Excerpts from point annotation data:
——

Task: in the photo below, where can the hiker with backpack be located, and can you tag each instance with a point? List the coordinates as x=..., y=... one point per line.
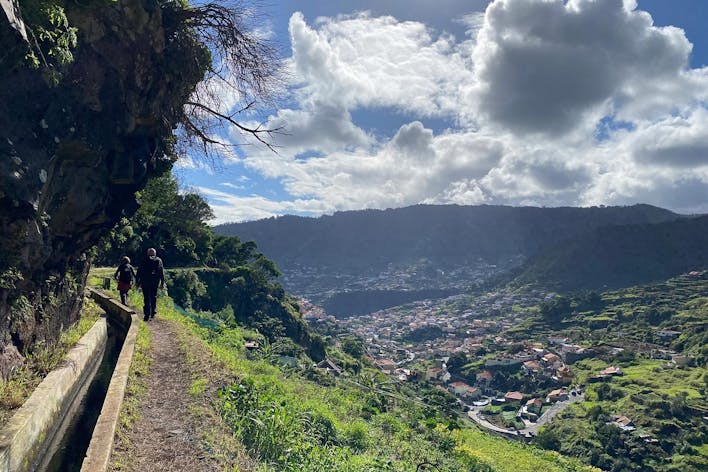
x=125, y=275
x=151, y=276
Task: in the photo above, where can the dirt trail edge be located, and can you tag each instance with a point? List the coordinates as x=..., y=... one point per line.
x=166, y=436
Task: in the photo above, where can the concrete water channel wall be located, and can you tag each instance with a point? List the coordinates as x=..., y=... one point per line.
x=32, y=435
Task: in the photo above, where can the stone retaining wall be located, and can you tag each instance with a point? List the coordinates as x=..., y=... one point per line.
x=101, y=446
x=26, y=437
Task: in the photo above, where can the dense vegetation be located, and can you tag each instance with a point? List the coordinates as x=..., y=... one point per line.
x=657, y=335
x=291, y=416
x=228, y=277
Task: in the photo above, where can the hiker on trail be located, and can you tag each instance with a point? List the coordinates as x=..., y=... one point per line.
x=151, y=275
x=125, y=274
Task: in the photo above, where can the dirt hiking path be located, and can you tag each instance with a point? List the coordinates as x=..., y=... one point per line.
x=166, y=436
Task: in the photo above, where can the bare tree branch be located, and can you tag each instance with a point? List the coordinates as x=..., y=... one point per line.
x=242, y=63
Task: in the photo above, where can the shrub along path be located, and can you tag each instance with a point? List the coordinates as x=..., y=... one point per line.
x=175, y=422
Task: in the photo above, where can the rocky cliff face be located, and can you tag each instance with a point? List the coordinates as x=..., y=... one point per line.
x=73, y=155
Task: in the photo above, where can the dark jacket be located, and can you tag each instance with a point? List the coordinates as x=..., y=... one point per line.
x=151, y=273
x=125, y=273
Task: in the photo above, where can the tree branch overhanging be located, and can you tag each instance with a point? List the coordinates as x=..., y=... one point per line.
x=242, y=63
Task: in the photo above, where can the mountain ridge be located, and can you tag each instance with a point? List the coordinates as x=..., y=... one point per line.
x=369, y=242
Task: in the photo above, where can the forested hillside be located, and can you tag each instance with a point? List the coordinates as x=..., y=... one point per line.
x=450, y=235
x=620, y=256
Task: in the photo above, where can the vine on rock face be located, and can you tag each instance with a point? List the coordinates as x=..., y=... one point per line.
x=51, y=37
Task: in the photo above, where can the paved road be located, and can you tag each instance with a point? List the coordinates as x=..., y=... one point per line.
x=531, y=428
x=551, y=413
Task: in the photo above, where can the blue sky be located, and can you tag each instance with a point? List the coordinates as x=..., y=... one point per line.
x=518, y=102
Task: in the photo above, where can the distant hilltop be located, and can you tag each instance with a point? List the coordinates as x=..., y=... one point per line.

——

THE REQUEST –
Copy the records above word for word, leaving out the pictures.

ANSWER FOR THIS EXERCISE –
Task: in the photo below, where can the hiker with backpack be located, and can you tag each instance with a point? List the coordinates as x=..., y=... one point per line.
x=125, y=275
x=151, y=276
Task: in the photo above, where can the dirt trail edge be located, and can you tag each instance with a point? List the coordinates as x=..., y=... one point per line.
x=166, y=436
Task: in the photo above, where can the concrete water channel wall be located, and can you tag each instance with a point? List the coordinates as x=..., y=... one point per line.
x=32, y=435
Task: in the photo above, where can the stone retaining wall be located, and can you tag each instance with a point? List the coordinates as x=..., y=... one point per line.
x=101, y=446
x=26, y=437
Task: in the photo above, where can the dense vegetation be located, and can you tag each instance with a point? List the coordinates as x=..., y=... one point per line.
x=657, y=335
x=291, y=416
x=228, y=277
Task: in the photo above, where can the hiker on trail be located, and can you tag each instance with a point? List the coordinates as x=..., y=... one point per line.
x=151, y=275
x=125, y=274
Task: in the photo above, where can the dirt hiking path be located, and can you tag each instance with a point? List the coordinates as x=..., y=... one point per line.
x=166, y=436
Task: in the photo above, where can the bare tree branch be located, and can you tag each instance with a point? List the coordinates as x=..., y=... one point per line.
x=242, y=63
Task: in the photo above, where can the shrub along path be located, and can you tag each instance with a point? List the coordinates as x=..., y=... one point per line.
x=175, y=422
Task: in the photo above, where can the rocky cliff face be located, and can you tag each instance with a point? List the coordinates as x=..., y=... one point per line.
x=73, y=155
Task: in the photo above, where can the dark jacket be located, and can you tag each instance with a point? List the coordinates as x=..., y=... one point per line.
x=151, y=273
x=125, y=273
Task: in the photo above, where can the tree branch overhanging be located, and can you tag each instance with a point? List the coordinates as x=..., y=... one point per line.
x=242, y=63
Task: in the photo above, where can the mountain ridge be located, and can you tag each instance with a point? List the coordinates as x=..., y=... one point per line.
x=369, y=242
Task: in the photo above, where can the forested hillside be located, and can you tag each instance with a point? List the coordinates as x=..., y=... one point per line.
x=450, y=235
x=620, y=256
Task: in the photo above, where can the vine on rock face be located, and can you tag each instance with a point? List the coordinates as x=..., y=... one point per line.
x=51, y=37
Task: in the photo above, where can the paved road be located, and can you tag each instance with a point? List the coordinates as x=..., y=... one point per line.
x=531, y=428
x=551, y=413
Task: in the photo above, where can the blue sky be located, and can you tag each instance with a point? List the coordinates as x=..., y=... one point per line.
x=518, y=102
Task: in the photo above, where can the distant hilltop be located, and can you tag each instance with a point? List the coordinates as x=..., y=... one point per line.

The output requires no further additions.